#### Page excerpt:
Thai and Cambodian troops clashed for a third successive day yesterday over their disputed border, with gunfire and explosions echoing through mountainous jungle for several hours despite a call for a ceasefire by UN Secretary-General Ban Ki-moon.
At least 10 people were killed in the fighting on Friday and Saturday, near two disputed 12th-century Hindu temples. The clashes follow a four-day confrontation in February which claimed 11 lives, making this year's stand-off the bloodiest in nearly two decades and raising questions about what is behind it.
Cambodia's Defense Ministry accused Thailand of shelling civilian villages, a day after saying Thai soldiers fired cluster bombs – anti-personnel weapons banned by many countries – along with shells "loaded with poisonous gas". The Thai government said the allegations were "groundless".
No one was killed yesterday, although each side reported at least one soldier was wounded. The official toll since Friday is four Thai soldiers killed and 25 wounded, and six Cambodians killed and 17 wounded. "The situation is still under control at the moment. We can handle it," said Thai Army Lieutenant-General Thawatchai Samutsakorn, adding that he believed Cambodia's casualties outnumbered those of Thailand.

#### Listing:

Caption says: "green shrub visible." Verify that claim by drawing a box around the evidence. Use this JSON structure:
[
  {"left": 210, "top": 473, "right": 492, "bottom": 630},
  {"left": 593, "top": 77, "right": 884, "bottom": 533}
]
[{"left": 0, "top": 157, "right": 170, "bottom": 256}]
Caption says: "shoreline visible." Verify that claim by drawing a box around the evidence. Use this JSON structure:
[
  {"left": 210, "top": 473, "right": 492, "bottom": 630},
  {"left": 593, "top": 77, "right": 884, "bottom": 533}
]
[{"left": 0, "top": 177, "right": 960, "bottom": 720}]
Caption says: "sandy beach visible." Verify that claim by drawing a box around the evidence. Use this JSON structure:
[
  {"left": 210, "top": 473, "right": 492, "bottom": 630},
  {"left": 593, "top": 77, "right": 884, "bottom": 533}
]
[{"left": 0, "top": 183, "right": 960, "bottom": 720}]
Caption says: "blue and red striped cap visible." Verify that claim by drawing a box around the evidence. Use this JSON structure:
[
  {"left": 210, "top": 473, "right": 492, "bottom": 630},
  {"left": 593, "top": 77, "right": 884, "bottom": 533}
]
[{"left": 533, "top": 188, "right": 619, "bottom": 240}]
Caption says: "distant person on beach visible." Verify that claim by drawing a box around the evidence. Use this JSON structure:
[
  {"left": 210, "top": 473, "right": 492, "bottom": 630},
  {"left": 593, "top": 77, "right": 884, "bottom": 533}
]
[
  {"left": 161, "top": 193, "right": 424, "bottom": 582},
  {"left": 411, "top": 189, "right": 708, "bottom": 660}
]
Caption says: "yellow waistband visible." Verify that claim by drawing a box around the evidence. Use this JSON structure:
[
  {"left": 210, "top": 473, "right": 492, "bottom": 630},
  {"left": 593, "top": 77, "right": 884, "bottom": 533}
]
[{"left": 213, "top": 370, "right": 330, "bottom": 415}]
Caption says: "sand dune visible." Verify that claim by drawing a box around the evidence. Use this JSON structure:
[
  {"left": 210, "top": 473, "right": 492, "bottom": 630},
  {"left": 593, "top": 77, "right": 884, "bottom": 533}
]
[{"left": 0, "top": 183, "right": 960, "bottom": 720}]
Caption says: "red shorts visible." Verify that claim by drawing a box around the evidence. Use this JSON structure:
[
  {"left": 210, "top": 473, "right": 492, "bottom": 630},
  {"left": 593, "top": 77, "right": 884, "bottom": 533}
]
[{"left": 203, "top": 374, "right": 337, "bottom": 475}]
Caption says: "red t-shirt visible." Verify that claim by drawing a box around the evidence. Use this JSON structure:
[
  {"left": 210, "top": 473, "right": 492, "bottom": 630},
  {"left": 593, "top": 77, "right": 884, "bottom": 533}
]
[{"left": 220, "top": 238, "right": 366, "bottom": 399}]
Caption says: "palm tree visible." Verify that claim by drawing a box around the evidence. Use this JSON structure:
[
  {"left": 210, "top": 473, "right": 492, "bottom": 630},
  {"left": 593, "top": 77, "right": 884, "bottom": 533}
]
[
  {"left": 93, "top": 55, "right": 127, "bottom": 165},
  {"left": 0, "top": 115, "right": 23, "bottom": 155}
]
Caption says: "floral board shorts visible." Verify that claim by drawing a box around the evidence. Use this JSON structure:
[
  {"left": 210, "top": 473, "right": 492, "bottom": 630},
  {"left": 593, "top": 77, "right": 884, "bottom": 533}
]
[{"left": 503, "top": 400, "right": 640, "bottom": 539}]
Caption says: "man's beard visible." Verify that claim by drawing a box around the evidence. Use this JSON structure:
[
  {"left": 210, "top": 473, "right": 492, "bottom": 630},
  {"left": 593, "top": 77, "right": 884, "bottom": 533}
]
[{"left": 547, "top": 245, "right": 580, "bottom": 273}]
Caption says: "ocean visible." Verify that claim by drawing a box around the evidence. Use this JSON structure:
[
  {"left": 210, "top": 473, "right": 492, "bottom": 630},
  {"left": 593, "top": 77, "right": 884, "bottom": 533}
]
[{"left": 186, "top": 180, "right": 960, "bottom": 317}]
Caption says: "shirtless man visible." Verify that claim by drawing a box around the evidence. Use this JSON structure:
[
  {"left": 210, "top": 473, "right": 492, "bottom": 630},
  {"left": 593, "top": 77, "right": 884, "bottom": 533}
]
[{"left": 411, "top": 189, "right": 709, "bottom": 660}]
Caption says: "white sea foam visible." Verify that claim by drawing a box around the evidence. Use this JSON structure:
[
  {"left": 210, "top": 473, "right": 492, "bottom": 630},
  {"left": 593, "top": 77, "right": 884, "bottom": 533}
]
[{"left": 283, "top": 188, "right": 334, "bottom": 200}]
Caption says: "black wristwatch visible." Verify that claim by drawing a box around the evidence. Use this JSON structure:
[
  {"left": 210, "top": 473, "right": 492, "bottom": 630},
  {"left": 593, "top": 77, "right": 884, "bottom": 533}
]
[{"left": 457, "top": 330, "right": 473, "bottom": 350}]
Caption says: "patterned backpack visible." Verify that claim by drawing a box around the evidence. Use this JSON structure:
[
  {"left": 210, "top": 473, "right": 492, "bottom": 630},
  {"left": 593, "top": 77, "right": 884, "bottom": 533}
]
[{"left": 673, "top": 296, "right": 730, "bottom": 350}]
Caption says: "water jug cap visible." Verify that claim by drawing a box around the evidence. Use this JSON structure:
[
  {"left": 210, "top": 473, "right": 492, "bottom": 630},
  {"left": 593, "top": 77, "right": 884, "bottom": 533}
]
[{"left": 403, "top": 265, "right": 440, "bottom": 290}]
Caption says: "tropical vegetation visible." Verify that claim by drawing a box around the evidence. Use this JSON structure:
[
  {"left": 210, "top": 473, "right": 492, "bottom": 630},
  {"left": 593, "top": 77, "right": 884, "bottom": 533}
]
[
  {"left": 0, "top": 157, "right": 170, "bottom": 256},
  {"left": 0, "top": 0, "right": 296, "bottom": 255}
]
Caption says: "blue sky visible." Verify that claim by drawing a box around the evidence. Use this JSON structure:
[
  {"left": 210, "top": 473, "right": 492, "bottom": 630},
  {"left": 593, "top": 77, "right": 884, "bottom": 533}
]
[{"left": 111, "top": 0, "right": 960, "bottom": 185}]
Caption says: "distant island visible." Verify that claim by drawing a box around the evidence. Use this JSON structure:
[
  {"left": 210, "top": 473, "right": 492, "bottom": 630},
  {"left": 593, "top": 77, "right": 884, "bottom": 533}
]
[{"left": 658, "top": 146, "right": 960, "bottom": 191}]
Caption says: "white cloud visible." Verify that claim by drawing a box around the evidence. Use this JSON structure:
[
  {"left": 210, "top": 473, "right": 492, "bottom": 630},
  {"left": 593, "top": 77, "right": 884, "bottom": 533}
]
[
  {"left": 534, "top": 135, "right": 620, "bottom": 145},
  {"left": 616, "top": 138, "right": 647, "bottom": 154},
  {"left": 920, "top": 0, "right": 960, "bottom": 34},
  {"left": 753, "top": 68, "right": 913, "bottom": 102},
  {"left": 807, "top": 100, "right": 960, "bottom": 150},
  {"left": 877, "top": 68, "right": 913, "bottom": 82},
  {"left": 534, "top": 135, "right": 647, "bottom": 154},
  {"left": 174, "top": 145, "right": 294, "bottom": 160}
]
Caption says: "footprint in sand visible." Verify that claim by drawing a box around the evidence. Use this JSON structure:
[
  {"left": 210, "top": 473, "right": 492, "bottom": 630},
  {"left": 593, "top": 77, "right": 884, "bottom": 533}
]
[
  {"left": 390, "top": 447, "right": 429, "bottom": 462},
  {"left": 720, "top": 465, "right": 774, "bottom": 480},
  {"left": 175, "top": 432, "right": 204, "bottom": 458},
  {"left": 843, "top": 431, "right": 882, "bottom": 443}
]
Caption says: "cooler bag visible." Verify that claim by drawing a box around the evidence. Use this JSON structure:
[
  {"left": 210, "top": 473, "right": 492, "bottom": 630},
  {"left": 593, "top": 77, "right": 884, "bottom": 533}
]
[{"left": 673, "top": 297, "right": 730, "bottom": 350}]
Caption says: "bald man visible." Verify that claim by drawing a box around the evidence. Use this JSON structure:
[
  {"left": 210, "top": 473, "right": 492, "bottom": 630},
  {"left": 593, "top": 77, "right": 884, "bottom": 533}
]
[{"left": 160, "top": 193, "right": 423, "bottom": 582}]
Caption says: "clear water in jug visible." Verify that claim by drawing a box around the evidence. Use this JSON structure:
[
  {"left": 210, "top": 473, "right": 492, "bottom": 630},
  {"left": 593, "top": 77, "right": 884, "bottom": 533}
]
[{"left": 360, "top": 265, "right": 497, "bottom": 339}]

#### Task instructions:
Reproduce the passage of the border clash report starting with "Thai and Cambodian" and going on through "Secretary-General Ban Ki-moon.".

#### Solution:
Thai and Cambodian troops clashed for a third successive day yesterday over their disputed border, with gunfire and explosions echoing through mountainous jungle for several hours despite a call for a ceasefire by UN Secretary-General Ban Ki-moon.